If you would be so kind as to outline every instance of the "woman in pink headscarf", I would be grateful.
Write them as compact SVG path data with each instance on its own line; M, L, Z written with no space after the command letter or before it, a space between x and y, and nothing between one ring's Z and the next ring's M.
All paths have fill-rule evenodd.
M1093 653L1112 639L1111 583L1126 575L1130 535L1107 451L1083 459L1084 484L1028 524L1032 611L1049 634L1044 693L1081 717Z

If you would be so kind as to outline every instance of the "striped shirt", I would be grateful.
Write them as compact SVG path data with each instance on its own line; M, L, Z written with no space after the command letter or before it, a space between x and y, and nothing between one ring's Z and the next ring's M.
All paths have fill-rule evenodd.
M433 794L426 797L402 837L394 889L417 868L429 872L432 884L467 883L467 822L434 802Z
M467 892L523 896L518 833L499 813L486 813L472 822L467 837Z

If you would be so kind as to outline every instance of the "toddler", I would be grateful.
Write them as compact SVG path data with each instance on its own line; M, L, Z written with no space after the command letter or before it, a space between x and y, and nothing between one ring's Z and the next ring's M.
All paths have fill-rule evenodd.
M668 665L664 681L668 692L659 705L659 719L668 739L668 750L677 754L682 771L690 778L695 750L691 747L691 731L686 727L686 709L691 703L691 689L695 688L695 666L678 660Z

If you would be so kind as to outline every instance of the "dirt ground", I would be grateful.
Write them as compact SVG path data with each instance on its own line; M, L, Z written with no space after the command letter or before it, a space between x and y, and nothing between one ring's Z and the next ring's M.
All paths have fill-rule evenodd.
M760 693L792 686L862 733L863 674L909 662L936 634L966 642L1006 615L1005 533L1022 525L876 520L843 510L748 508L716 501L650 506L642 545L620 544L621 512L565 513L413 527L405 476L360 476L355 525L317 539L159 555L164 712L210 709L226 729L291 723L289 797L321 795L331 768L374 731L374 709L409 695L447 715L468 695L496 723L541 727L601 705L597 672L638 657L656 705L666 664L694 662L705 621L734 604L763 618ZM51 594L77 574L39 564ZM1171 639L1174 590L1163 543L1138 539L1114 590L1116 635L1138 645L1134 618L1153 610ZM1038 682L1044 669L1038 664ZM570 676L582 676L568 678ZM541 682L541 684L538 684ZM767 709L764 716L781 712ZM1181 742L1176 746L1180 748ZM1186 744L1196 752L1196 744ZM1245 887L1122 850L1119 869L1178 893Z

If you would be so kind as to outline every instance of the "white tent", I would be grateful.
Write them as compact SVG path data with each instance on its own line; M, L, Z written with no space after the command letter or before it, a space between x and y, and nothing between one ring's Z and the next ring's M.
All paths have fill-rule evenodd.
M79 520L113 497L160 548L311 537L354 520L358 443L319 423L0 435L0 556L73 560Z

....................

Exercise brief -
Output the data again unchanged, from its first line through the line holding "M467 892L523 896L518", with both included.

Final result -
If you would be so kind as to outline every instance of the "woman in pink headscarf", I would be grateful.
Write them as compact SVG path data with each instance on its own line; M, L, Z written with no space after the command letter or before it, a space between x and y, and nothing between one ring's Z and the next ring's M.
All paths have fill-rule evenodd.
M1093 653L1112 639L1111 583L1126 575L1130 535L1107 451L1083 459L1084 484L1028 524L1032 611L1049 634L1044 693L1081 717Z

If you would be so kind as to outline every instance of the "striped shirt", I would be grateful.
Write them as compact SVG path data with each instance on its own line; M, L, Z written with no space after the command letter or before it, a space between x and y, and nothing between one ring's Z and the next ring's M.
All paths have fill-rule evenodd.
M433 794L426 797L402 837L394 889L417 868L429 872L432 884L467 883L467 822L434 802Z
M467 892L523 896L518 833L499 813L486 813L472 822L467 837Z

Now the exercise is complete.